* BEGIN Extracted records *
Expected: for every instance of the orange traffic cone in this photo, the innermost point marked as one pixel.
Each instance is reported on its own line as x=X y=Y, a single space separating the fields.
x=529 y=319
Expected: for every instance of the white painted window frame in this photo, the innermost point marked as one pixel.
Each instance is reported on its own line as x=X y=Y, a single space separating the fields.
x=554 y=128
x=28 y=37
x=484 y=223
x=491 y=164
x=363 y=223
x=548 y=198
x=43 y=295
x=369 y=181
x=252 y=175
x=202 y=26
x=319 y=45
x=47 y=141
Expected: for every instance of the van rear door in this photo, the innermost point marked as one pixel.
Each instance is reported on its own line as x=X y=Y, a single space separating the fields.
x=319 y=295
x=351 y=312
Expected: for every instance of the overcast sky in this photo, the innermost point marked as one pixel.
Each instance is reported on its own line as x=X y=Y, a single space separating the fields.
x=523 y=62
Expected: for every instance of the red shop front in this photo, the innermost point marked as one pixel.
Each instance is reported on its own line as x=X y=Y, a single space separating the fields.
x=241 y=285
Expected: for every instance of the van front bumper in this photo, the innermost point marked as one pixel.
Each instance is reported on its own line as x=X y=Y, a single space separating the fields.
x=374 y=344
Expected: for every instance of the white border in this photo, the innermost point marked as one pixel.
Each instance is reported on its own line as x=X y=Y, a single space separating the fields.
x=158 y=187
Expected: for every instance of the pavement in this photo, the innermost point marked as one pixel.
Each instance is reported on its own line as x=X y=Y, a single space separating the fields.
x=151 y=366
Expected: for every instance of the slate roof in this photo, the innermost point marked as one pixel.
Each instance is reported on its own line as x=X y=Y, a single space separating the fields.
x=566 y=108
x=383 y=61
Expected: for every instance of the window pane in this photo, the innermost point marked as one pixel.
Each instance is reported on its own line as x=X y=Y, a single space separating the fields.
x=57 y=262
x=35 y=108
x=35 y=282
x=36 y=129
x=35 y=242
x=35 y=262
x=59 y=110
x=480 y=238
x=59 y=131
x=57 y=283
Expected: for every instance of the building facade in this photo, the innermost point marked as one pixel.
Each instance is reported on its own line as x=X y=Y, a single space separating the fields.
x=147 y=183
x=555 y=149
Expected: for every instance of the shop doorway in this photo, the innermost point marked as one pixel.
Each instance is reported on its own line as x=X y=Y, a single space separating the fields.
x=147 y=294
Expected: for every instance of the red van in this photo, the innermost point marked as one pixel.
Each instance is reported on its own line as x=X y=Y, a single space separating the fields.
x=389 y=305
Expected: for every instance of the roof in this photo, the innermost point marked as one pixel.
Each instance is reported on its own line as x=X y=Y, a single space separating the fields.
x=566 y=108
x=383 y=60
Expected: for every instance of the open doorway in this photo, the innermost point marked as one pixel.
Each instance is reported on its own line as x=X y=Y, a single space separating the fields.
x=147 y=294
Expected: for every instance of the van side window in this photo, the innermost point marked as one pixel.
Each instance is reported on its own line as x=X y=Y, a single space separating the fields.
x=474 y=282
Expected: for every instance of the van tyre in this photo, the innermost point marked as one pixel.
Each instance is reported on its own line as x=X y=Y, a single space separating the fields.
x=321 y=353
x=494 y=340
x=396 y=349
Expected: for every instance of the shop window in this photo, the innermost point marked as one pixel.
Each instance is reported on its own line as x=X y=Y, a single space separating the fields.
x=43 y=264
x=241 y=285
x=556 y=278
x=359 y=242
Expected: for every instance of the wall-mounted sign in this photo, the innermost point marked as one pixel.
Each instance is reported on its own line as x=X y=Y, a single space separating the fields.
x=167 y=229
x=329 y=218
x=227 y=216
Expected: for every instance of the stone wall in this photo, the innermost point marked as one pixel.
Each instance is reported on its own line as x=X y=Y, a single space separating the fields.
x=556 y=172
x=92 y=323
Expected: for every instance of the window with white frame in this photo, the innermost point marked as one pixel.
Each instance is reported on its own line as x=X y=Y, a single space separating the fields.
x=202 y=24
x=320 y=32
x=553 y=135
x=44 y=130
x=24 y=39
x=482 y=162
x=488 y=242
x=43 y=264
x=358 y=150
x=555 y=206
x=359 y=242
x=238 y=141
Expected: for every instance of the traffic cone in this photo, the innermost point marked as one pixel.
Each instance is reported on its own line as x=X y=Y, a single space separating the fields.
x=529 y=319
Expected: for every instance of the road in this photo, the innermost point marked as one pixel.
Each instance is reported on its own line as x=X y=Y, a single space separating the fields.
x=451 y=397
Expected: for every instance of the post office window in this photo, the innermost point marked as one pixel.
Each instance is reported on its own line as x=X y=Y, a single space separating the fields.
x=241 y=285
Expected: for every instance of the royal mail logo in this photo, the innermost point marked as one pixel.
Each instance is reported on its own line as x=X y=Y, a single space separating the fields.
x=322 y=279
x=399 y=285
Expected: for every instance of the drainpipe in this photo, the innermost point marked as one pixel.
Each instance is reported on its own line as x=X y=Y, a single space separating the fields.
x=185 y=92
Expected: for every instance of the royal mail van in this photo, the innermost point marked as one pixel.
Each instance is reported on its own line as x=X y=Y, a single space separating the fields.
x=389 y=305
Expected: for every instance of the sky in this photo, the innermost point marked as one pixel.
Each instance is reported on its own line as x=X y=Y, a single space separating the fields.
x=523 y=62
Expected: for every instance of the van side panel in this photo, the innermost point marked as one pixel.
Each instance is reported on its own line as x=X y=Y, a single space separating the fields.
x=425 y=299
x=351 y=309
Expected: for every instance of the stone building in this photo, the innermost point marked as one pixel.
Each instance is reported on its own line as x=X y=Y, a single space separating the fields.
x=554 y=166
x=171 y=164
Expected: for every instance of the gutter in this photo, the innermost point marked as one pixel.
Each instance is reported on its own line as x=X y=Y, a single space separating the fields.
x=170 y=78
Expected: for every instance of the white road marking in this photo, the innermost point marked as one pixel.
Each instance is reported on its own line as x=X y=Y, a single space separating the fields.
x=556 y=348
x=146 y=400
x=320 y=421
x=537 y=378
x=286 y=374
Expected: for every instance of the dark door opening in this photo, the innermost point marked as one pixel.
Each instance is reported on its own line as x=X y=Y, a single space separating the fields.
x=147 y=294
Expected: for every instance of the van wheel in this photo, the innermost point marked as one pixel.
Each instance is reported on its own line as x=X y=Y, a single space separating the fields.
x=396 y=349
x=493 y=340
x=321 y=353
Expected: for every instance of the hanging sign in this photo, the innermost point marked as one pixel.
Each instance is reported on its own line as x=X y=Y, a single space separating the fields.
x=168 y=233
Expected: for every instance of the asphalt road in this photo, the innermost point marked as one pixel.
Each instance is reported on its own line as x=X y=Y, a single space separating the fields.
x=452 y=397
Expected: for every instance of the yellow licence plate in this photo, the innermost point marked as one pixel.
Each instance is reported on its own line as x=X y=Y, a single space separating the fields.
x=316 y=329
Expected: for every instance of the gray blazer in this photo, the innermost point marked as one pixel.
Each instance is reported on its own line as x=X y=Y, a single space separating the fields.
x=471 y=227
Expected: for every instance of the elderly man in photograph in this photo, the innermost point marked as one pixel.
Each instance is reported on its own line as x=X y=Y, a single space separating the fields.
* END Extracted records *
→ Work to be completed
Please quote all of the rows above word for word, from the first one through the last.

→ Task output
Expected: for every instance of the orange traffic cone in this photo, the innermost point marked as one pixel.
Each instance is reported on its own line as x=X y=Y, a single space separating the fields.
x=529 y=319
Expected: for every instance of the white painted window frame in this photo, the innermost point marked as one pixel.
Each instance is reported on its own line as x=X y=Y, a single space separating the fields.
x=554 y=128
x=28 y=37
x=484 y=223
x=491 y=164
x=363 y=223
x=548 y=198
x=43 y=295
x=369 y=181
x=252 y=175
x=202 y=26
x=319 y=45
x=47 y=141
Expected: for every instance of the van rear door in this photo, the innermost point marked as one pixel.
Each instance is reported on its own line as x=X y=Y, a single space separating the fields.
x=319 y=295
x=351 y=312
Expected: for every instance of the overcast sky in this photo, the innermost point marked as one pixel.
Each instance is reported on its own line as x=X y=Y, a single space separating the fields.
x=523 y=62
Expected: for every instance of the red shop front in this photo, the innermost point marked as one pixel.
Each instance is reported on its own line as x=X y=Y, a single space separating the fields.
x=241 y=285
Expected: for every instance of the van front bumper in this photo, the innermost point marked as one pixel.
Each instance is reported on its own line as x=X y=Y, a single space separating the fields.
x=374 y=344
Expected: for every instance of the white border in this photo, the innermost point marked as one pixel.
Each instance is reported on its own line as x=X y=Y, a single space separating the fields.
x=158 y=187
Expected: for every instance of the pavement in this photo, the innermost point marked as one pixel.
Each instance is reported on its own line as x=X y=Y, a single space separating the fields.
x=151 y=366
Expected: for every instance of the slate roof in this photo, the innermost point marked as one pixel.
Each instance is reported on its own line as x=X y=Y, a single space separating the fields.
x=566 y=108
x=383 y=61
Expected: for every instance of the window pane in this photo, the innermost point marked as one pixel.
Each instance is reported on its own line as x=X y=Y, a single space separating the fields.
x=57 y=262
x=35 y=108
x=35 y=282
x=36 y=129
x=35 y=242
x=35 y=262
x=59 y=110
x=480 y=238
x=59 y=131
x=57 y=283
Expected: for every instance of the building facade in this photo, the innermost point marked as one pixel.
Each instance is reported on its own line as x=X y=Y, a single space separating the fields.
x=147 y=183
x=555 y=149
Expected: for every instance of the shop doorway in this photo, the innermost point marked as one pixel.
Each instance is reported on its own line as x=X y=Y, a single space separating the fields.
x=147 y=294
Expected: for every instance of the red van in this photo, the innermost point marked as one pixel.
Each instance is reported on its own line as x=X y=Y, a single space separating the fields.
x=389 y=305
Expected: for every instance of the roof in this photo, the innermost point marked as one pixel.
Each instance is reported on its own line as x=X y=Y, a single space separating the fields.
x=566 y=108
x=383 y=60
Expected: for every instance of the open doorway in this photo, the innermost point marked as one pixel.
Each instance is reported on its own line as x=X y=Y, a single space separating the fields.
x=147 y=294
Expected: for every instance of the van side window in this photo, the innermost point marked as one pixel.
Each instance is reported on its own line as x=X y=Y, a single space separating the fields.
x=474 y=282
Expected: for every instance of the van tyre in this photo, the innermost point marked as one pixel.
Each instance is reported on its own line as x=X y=Y, a single space separating the fields.
x=321 y=353
x=494 y=340
x=396 y=349
Expected: for every instance of the shop window in this photo, the innermost point marked as one pixel.
Each instance is reported on its own line as x=X y=Y, a single space separating the fields.
x=43 y=264
x=241 y=285
x=556 y=278
x=359 y=242
Expected: for every instance of the wall-mounted sign in this photo, the innermost point marked as one pixel.
Each instance is reported on its own line as x=X y=Y, a single space separating the fields.
x=167 y=229
x=329 y=218
x=227 y=216
Expected: for every instance of the stone wall in this photo, the innermost point marked as one pixel.
Each instance is reported on its own line as x=X y=Y, a single space separating the fields.
x=556 y=172
x=92 y=323
Expected: for every instance of the window with white frame in this photo, the innermost point marked as one pixel.
Each instance is reported on its own line as x=X y=Y, a single space separating the fields.
x=202 y=24
x=320 y=32
x=553 y=135
x=44 y=130
x=24 y=39
x=482 y=162
x=488 y=242
x=43 y=264
x=358 y=150
x=555 y=206
x=359 y=242
x=238 y=141
Expected: for every instance of the traffic cone in this photo, the innermost point marked as one pixel.
Each instance is reported on its own line as x=X y=Y, a single space separating the fields.
x=529 y=319
Expected: for every instance of the road in this photo, the innermost point marked as one pixel.
Each instance is reported on its own line as x=X y=Y, a single space separating the fields.
x=451 y=397
Expected: for every instance of the post office window in this photo, the innermost point marked as one pixel.
Each instance is reported on its own line as x=X y=Y, a single space separating the fields.
x=241 y=285
Expected: for every instance of the royal mail logo in this photo, the innermost point marked as one pixel.
Each instance is reported on its own line as x=X y=Y, a single space separating the fields.
x=322 y=279
x=399 y=285
Expected: for every instance of the drainpipe in this photo, the innermost point marked as one pixel.
Each instance is reported on its own line as x=X y=Y, a single space separating the fields.
x=185 y=92
Expected: for every instance of the royal mail van in this photo, the innermost point marked as one pixel.
Each instance is reported on its own line as x=X y=Y, a single space separating the fields.
x=389 y=305
Expected: for every instance of the sky in this photo, the innermost point marked as one pixel.
Each instance is reported on its own line as x=X y=Y, a single space separating the fields.
x=523 y=62
Expected: for every instance of the van side panel in this photo, the innermost point marked as one pixel.
Each instance is reported on its own line as x=X y=Y, a single space separating the fields.
x=425 y=299
x=351 y=309
Expected: for every instance of the stone building in this photo, the innermost point marked as one pixel.
Each instance is reported on its own line as x=X y=Y, a single space separating the fields.
x=554 y=166
x=171 y=164
Expected: for every instance of the gutter in this photo, the innermost point marked as one pixel.
Each instance is reported on its own line as x=X y=Y, a single space separating the fields.
x=170 y=78
Expected: for every instance of the white road marking in this photo, the innermost point marked as one pixel.
Each instance is reported on its own line as x=X y=Y, a single space separating the fields.
x=556 y=348
x=146 y=400
x=320 y=421
x=537 y=378
x=286 y=374
Expected: for every instance of the dark door opening in this photo, the innermost point marked as one pixel.
Each instance is reported on its own line as x=X y=Y, a single space separating the fields.
x=147 y=294
Expected: for every instance of the van wheel in this photo, the innermost point marked as one pixel.
Each instance is reported on its own line as x=X y=Y, a single space separating the fields.
x=396 y=349
x=493 y=340
x=321 y=353
Expected: for every instance of the hanging sign in this photo, the innermost point marked as one pixel.
Each instance is reported on its own line as x=X y=Y, a single space separating the fields.
x=168 y=233
Expected: for every instance of the asphalt road in this photo, the innermost point marked as one pixel.
Each instance is reported on its own line as x=X y=Y, a single space separating the fields.
x=452 y=397
Expected: for every instance of the yellow licence plate in this photo, the innermost point marked as one pixel.
Each instance is reported on its own line as x=X y=Y, a single space separating the fields.
x=316 y=329
Expected: for every instance of the gray blazer in this photo, the innermost point marked as one pixel.
Each instance is reported on its own line as x=X y=Y, a single space separating the fields.
x=471 y=227
Expected: for every instance of the elderly man in photograph in this photo, the innermost point marked as one pixel.
Each instance is reported on its own line as x=X y=Y, a single space separating the fields.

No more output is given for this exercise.